### Document passage
Nagios suddenly refuses to start

Support forum for Nagios Core, Nagios Plugins, NCPA, NRPE, NSCA, NDOUtils and more. Engage with the community of users including those using the open source solutions.
Mortus
Posts: 27
Joined: Tue Nov 15, 2016 10:34 am

Re: Nagios suddenly refuses to start

Post by Mortus »

/etc/rc.d/init.d/nagios start provides the same output that I linked earlier. The systemctl command isn't found.

And The scite was set up to allow me to edit the config and save it directly to the server.
dwhitfield
Former Nagios Staff
Posts: 4583
Joined: Wed Sep 21, 2016 10:29 am
Location: NoLo, Minneapolis, MN
Contact:

Re: Nagios suddenly refuses to start

Post by dwhitfield »

Can you post your /etc/rc.d/init.d/nagios? Also, can you post the output of ls -la /etc/rc.d/init.d/nagios?
Mortus
Posts: 27
Joined: Tue Nov 15, 2016 10:34 am

Re: Nagios suddenly refuses to start

Post by Mortus »
######
Tasks and exercises:
1. In the Nagios forum thread, what was SciTE set up to let Mortus do?
2. Continue the Nagios forum thread from the point where it stops.
You won't need the records to complete anything here.
### Information provided
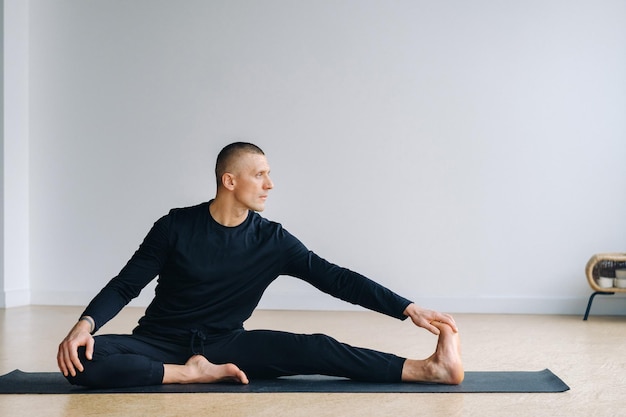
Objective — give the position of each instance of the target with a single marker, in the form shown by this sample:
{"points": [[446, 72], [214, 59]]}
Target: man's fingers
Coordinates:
{"points": [[89, 348]]}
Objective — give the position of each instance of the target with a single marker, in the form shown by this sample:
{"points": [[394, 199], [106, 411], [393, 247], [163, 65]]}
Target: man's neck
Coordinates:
{"points": [[227, 214]]}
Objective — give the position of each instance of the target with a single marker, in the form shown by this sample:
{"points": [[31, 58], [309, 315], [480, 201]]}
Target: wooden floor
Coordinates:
{"points": [[589, 356]]}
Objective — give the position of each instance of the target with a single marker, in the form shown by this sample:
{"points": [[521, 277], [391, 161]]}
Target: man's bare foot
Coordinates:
{"points": [[442, 367], [198, 370]]}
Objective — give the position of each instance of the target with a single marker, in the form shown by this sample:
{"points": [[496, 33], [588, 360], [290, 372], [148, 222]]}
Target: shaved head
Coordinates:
{"points": [[228, 157]]}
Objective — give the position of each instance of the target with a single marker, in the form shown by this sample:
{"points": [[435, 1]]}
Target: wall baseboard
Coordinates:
{"points": [[312, 300], [14, 298]]}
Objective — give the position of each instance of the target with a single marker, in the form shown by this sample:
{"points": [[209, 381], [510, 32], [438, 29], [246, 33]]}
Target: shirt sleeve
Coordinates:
{"points": [[142, 268], [343, 283]]}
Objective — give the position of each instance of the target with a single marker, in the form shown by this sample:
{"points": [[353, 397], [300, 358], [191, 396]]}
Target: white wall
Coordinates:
{"points": [[14, 211], [469, 155]]}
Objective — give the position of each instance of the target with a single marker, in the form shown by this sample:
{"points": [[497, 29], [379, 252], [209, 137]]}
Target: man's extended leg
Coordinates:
{"points": [[128, 360]]}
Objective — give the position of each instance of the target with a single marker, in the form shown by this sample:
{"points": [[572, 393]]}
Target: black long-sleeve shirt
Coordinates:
{"points": [[211, 277]]}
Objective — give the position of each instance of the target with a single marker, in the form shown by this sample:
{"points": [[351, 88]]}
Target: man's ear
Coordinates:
{"points": [[228, 180]]}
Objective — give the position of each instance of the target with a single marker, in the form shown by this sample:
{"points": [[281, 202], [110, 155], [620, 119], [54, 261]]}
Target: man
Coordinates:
{"points": [[214, 261]]}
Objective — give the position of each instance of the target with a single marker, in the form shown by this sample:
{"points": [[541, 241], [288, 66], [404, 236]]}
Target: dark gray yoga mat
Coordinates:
{"points": [[18, 382]]}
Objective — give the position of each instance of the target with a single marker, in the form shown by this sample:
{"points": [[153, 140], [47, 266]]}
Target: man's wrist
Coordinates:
{"points": [[91, 321]]}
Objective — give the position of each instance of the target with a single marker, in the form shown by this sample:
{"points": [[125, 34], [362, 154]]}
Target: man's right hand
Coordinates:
{"points": [[67, 357]]}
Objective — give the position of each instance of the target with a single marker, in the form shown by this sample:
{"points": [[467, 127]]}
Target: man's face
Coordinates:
{"points": [[252, 181]]}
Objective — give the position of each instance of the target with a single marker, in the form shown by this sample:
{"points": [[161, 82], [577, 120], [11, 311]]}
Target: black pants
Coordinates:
{"points": [[134, 360]]}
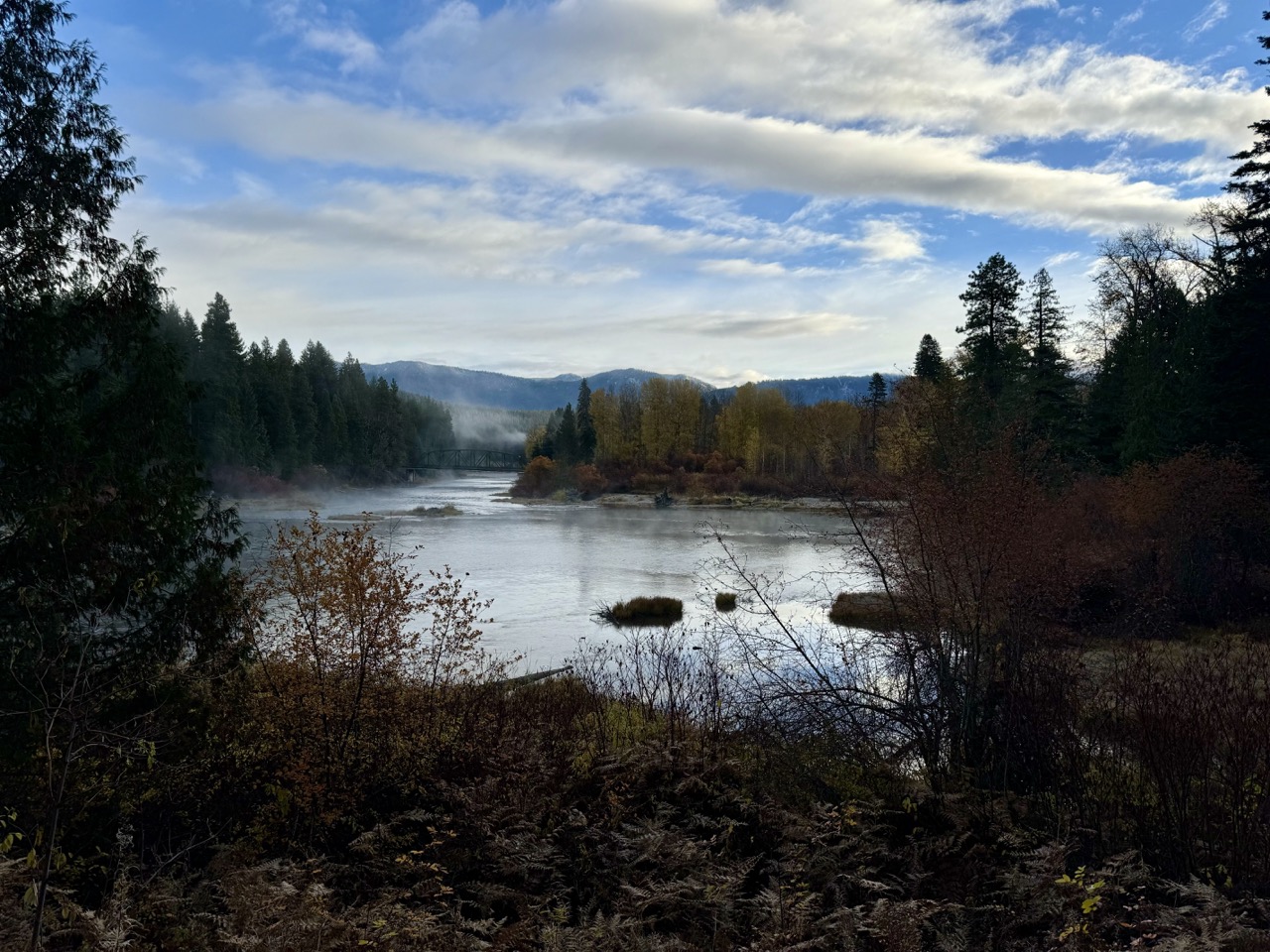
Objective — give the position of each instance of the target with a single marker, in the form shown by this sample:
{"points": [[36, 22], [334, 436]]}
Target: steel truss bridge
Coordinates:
{"points": [[480, 460]]}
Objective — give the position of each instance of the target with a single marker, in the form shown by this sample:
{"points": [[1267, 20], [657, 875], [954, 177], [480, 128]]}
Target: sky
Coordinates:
{"points": [[733, 189]]}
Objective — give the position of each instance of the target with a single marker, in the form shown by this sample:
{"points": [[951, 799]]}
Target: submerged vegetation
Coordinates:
{"points": [[862, 610], [654, 610], [1060, 737]]}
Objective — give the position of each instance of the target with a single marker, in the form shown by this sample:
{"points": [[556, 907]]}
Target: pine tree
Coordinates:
{"points": [[585, 425], [1047, 318], [567, 436], [992, 345], [112, 558], [1252, 178], [929, 365]]}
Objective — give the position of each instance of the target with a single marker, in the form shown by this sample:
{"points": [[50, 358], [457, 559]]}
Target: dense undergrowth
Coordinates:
{"points": [[372, 778]]}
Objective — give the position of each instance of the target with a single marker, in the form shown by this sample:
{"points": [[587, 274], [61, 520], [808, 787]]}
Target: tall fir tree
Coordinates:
{"points": [[585, 425], [992, 330], [929, 365], [113, 562]]}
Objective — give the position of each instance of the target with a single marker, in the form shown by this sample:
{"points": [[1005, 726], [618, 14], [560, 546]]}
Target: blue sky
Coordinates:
{"points": [[726, 188]]}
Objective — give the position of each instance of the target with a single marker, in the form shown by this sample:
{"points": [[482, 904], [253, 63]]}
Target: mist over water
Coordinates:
{"points": [[549, 566]]}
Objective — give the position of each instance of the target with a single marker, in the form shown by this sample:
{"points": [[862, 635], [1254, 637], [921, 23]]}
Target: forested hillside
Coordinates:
{"points": [[1051, 730], [264, 409]]}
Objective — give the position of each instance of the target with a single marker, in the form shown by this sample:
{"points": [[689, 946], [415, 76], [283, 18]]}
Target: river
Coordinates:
{"points": [[549, 566]]}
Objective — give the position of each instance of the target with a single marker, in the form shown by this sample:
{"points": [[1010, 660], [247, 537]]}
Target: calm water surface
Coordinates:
{"points": [[549, 566]]}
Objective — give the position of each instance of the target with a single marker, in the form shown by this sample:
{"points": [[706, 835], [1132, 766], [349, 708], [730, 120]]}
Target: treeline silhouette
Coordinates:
{"points": [[262, 408]]}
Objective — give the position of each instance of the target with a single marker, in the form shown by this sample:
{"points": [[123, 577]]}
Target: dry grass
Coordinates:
{"points": [[864, 610], [656, 610]]}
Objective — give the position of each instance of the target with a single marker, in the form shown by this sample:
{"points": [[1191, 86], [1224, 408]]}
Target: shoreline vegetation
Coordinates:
{"points": [[1061, 743]]}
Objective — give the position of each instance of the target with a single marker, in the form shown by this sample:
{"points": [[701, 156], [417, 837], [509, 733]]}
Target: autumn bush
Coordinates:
{"points": [[539, 477], [588, 480], [362, 670]]}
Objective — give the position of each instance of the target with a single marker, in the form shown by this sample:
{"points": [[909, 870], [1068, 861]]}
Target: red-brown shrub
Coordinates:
{"points": [[538, 479]]}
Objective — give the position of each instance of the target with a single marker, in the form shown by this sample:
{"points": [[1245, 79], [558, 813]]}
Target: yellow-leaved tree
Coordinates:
{"points": [[358, 658]]}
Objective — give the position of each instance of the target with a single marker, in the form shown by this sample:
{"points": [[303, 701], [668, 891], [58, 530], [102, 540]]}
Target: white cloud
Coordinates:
{"points": [[1206, 18], [310, 24]]}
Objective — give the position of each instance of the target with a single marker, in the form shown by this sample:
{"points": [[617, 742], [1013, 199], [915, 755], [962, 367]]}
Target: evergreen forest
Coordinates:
{"points": [[1053, 733], [261, 411]]}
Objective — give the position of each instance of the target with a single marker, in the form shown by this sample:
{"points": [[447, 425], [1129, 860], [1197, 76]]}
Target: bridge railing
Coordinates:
{"points": [[484, 460]]}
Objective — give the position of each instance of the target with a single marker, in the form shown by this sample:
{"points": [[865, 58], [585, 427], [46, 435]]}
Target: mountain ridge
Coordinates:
{"points": [[457, 385]]}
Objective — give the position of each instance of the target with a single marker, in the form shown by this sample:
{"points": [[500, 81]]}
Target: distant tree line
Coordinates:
{"points": [[262, 408], [1174, 352], [666, 426]]}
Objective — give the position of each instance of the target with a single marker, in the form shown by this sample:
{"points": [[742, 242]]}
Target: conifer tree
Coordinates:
{"points": [[112, 558], [585, 425], [992, 345], [929, 363], [1251, 179]]}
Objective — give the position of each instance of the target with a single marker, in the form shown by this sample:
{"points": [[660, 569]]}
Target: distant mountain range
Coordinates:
{"points": [[454, 385]]}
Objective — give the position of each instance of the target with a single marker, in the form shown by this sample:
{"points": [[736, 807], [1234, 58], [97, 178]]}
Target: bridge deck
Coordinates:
{"points": [[477, 460]]}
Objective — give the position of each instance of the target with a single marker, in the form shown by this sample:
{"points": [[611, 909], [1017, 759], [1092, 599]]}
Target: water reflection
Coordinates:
{"points": [[548, 566]]}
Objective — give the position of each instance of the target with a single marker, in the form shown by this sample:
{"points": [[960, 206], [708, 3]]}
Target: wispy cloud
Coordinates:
{"points": [[316, 30], [1206, 18]]}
######
Answers to the exercises:
1. To edit the config and save it directly to the server.

2.
[root@devnagios ~]# /etc/rc.d/init.d/nagios
Usage: nagios {start|stop|restart|reload|force-reload|status|checkconfig}
[root@devnagios ~]# ls -la /etc/rc.d/init.d/nagios
-rwxr-xr-x 1 root root 5373 Jun 19 2014 /etc/rc.d/init.d/nagios
[root@devnagios ~]#
dwhitfield
Former Nagios Staff
Posts: 4583
Joined: Wed Sep 21, 2016 10:29 am
Location: NoLo, Minneapolis, MN
Contact:

Re: Nagios suddenly refuses to start

Post by dwhitfield »

I wanted to see the actual script /etc/rc.d/init.d/nagios...although that modification date suggests that won't be useful.

If the output of echo $0 is bash, please run the following and then give the output

Code: Select all

cd /root
cat .bashrc
Probably, we're going to want to look at /etc/bashrc as well, although the output of .bashrc should tell you if that's the file we want.

If echo $0 is not bash, then we'll need to look in different locations for scripts, but bash is the default.

Basically, I'm trying to figure out what is calling scite.
Mortus
Posts: 27
Joined: Tue Nov 15, 2016 10:34 am

Re: Nagios suddenly refuses to start

Post by Mortus »

Code: Select all

# .bashrc

# User specific aliases and functions

alias rm='rm -i'
alias cp='cp -i'
alias mv='mv -i'

alias preflight='/usr/local/nagios/bin/nagios -v /usr/local/nagios/etc/nagios.cfg'
alias diskspace="du -h / | grep -P '^[0-9\.]+G'"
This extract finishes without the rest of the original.